§ Supplied data:

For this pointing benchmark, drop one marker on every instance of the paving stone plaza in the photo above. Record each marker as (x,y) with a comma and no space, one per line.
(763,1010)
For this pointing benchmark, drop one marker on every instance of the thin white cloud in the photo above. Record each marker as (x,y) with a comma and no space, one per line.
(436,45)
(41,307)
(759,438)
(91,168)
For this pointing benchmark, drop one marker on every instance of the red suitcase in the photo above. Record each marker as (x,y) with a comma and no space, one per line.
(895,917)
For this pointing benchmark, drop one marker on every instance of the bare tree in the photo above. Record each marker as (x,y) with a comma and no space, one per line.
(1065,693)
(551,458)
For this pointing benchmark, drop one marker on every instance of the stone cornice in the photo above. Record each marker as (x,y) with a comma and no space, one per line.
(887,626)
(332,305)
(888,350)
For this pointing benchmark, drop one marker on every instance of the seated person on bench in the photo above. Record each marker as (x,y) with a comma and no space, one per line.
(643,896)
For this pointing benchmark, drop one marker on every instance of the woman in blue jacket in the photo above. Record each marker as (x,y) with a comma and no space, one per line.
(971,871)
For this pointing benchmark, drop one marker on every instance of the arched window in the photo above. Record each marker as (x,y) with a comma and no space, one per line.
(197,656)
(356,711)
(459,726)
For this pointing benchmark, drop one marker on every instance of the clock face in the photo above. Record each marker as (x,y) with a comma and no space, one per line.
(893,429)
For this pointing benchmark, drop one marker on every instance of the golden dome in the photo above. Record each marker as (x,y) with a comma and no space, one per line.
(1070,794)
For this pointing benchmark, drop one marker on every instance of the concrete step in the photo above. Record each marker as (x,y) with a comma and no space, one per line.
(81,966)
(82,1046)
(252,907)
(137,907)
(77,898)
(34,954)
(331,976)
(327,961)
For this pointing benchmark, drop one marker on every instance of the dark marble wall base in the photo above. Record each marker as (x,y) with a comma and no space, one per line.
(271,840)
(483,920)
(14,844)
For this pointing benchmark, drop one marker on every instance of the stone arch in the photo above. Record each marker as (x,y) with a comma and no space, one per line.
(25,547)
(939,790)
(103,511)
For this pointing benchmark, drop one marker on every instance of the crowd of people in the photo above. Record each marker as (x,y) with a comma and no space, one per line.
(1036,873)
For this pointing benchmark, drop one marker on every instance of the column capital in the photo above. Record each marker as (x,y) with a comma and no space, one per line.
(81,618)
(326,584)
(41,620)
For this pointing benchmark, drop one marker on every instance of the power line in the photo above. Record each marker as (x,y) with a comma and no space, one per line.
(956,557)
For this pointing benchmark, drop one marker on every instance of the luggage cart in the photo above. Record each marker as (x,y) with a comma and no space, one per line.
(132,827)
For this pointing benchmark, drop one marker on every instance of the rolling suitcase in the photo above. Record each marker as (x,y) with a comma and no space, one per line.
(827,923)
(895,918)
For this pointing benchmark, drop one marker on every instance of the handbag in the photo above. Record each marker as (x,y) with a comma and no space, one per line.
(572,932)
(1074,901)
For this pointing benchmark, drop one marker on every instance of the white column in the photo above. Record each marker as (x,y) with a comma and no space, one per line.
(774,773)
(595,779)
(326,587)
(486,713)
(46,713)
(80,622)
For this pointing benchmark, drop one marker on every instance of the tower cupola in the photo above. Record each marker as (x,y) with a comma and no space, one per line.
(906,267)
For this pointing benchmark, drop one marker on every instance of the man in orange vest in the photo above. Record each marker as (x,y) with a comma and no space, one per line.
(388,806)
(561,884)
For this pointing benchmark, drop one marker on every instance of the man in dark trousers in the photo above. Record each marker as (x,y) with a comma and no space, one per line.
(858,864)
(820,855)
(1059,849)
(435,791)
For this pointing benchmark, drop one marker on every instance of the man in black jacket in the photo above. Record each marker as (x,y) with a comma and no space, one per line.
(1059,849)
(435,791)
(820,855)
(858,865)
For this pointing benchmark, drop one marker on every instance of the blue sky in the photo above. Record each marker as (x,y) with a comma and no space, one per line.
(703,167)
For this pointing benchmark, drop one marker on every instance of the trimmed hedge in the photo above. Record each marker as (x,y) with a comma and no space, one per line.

§ Exercise instructions: Output the complete data exactly as written.

§ Response below:
For this pointing benchmark, drop one marker on every instance of the paving stone plaza in the photo above. Record each marker as (x,y) with a comma and no space, one per line.
(763,1010)
For this pointing benchmark, drop one marker on every instance of the thin white cloud in the photo above. Record each marker as (x,y) with a comma and no space, one per line.
(436,45)
(41,307)
(759,438)
(91,168)
For this pointing benchmark, drop one marker on every instance of the red suitcase in the photo above. Record each marker as (x,y) with a comma and no space, one per line.
(895,917)
For this pointing benchmark, drop one marker on every instance of the bare tree in the photo above. Record each marker as (x,y) with a comma and no space, one per line.
(1065,693)
(551,458)
For this pointing benchmark, drop one marker on every instance of the stone cornice in the photo above. Record each marker as (x,y) with a comma and no space, one per line.
(887,626)
(332,305)
(888,350)
For this pointing benchmark, drop one marker on every instance of the seated person on bench in the photo above. Record each marker as (x,y) with a comma and no space, one per line.
(643,896)
For this pointing benchmark, drop one marker on every instance of the woman in blue jacket in the photo above. Record each marker as (x,y) with a comma and no space, one per line.
(971,871)
For this pointing benchmark, drop one marker on every instance of the arched window in the photo above. Record each marker as (x,y) with a comma and no space, one per line.
(197,656)
(356,711)
(459,726)
For this pointing benchmark, drop one marker on every instance of the clock face in the photo above. Record each marker as (x,y) with a comma and no space, one per line.
(893,429)
For this pointing benchmark, drop one marker on every instance of the golden dome in the photo above. Record each marker as (x,y) with a comma and no space, one per line.
(1070,794)
For this pointing benchmark, drop one marker on every instance of the concrete step in the photo above. Record each marker as (x,y) with a comma and no space, one per line.
(81,966)
(82,1046)
(252,907)
(137,907)
(77,898)
(34,954)
(331,976)
(327,961)
For this pointing benchmark, drop one marker on every instance of the dark marble wall base in the photo above. Record each marker as (x,y) with a comma and no space, one per line.
(271,840)
(483,920)
(14,844)
For this pointing benchmark, drop one marker on every instance of the stone arch in the photo above. Record each marker as (x,y) with a comma and no space, one per line.
(25,547)
(939,790)
(103,511)
For this pointing benchmark, drop one marker on every instance of the crowd of people in the photo above. Record each marker as (x,y) with a comma and no space, one per line.
(1036,873)
For this pointing benchmark, drop one marker on every instance of the column capital in the photo above. Record each marker as (x,y) with a comma and no space, one per line.
(81,618)
(326,584)
(41,620)
For this pointing benchmark, drop one marker on every instance of the power line in the photo above. Record each marker as (x,y) with a comma and no space, one per line.
(956,557)
For this pointing benchmark, drop one marker on every instance of the luggage cart in the photo above. Record each marker as (x,y) with a comma and no space, one per line.
(132,827)
For this pointing benchmark, drop one marker on every instance of the rolling suitcase in the photo above. Record each marker as (x,y) with a comma and no space, one per line.
(827,923)
(895,918)
For this pointing benchmark, drop one marker on every instance of the handbag in the photo above. Record each marker as (x,y) with a comma and no space, one per line.
(572,932)
(1074,901)
For this pointing benchmark, drop one marker on every instance of the white column in the photo above. Record each marker as (x,y) with a comma and no space, one per line.
(774,773)
(595,779)
(326,587)
(486,713)
(46,713)
(80,622)
For this pointing benchmark, drop one marker on every instance of the tower cupola in the photo above. Record each marker as (x,y) with a comma and no space, one per line.
(906,267)
For this pointing benchmark, drop one marker on every instance of the man in orange vest in the photo above. Record each marker as (x,y) with a comma and no space, one per line.
(388,806)
(561,884)
For this pointing benchmark, drop one marker on every instance of the man in dark trousers in the photo above. Record each marker as (x,y) with a comma and no space, one per line.
(858,864)
(820,855)
(1059,849)
(435,791)
For this pointing benchmark, drop one marker on every instance of the man in black jacket in the photo above. Record each marker as (x,y) with a comma and no space, one per line.
(1059,849)
(435,791)
(820,855)
(858,865)
For this pointing benchmark, drop one marker on every instance of the blue sky in the photo above. Record each marker as (x,y) with a comma and no space, one per line.
(703,167)
For this pointing benchmark, drop one marker on every instance of the trimmed hedge in the photo above. Record each marker as (x,y) with a comma and no space, one per line.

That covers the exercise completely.